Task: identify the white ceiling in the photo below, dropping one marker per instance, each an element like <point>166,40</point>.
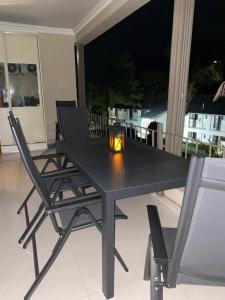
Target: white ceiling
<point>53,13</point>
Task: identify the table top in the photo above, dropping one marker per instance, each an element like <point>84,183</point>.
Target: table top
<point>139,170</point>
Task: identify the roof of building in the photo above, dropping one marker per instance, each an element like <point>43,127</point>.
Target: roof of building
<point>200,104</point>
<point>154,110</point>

* * *

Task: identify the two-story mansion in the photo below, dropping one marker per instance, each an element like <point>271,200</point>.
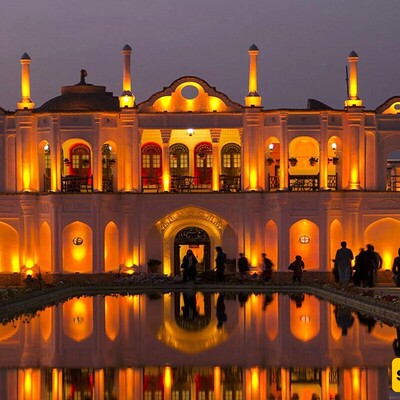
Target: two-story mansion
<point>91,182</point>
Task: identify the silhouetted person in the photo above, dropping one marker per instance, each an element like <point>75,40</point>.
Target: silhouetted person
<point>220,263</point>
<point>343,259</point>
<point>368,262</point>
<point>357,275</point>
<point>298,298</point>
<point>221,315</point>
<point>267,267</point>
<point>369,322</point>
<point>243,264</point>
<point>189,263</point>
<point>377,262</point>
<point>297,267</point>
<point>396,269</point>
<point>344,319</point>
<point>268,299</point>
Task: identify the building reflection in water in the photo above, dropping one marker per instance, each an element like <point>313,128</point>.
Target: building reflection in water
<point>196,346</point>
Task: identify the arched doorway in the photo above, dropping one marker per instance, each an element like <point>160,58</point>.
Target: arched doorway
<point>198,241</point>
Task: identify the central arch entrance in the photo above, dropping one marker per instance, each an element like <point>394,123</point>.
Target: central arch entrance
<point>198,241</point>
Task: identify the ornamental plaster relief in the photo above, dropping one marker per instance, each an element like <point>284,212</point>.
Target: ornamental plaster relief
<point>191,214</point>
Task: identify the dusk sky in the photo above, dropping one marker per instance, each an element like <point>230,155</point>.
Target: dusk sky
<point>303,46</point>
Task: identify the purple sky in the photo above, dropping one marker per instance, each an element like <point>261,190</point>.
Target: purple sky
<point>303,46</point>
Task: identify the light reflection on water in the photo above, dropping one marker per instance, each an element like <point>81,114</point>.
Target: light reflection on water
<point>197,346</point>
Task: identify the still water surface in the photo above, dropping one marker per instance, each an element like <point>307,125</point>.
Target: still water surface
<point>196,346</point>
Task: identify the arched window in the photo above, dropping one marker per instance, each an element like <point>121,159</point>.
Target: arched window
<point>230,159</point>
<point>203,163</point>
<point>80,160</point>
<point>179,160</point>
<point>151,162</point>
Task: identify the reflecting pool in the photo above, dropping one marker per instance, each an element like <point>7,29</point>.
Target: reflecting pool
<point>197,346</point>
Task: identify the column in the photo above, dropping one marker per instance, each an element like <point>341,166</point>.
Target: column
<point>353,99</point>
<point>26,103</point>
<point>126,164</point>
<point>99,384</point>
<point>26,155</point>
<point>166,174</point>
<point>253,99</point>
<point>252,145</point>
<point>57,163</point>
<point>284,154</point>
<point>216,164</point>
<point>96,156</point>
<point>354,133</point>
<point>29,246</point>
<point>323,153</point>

**Exercise**
Copy the material above from the line with "Task: identify the white" to the line with "<point>154,110</point>", offsetting every coordinate in the answer points by 118 and leaving all other lines unchanged. Leave the pictures out.

**Task output**
Task: identify the white ceiling in the photo below, dropping one marker per instance, each an element like <point>166,40</point>.
Target: white ceiling
<point>171,131</point>
Task: identify the table top in the photo above, dropping one marker per instance, each an element like <point>84,183</point>.
Target: table top
<point>257,288</point>
Task: identify the roof of building in the photo above, dropping one marker per instance, each an element like <point>43,127</point>.
Target: roof of building
<point>318,222</point>
<point>272,228</point>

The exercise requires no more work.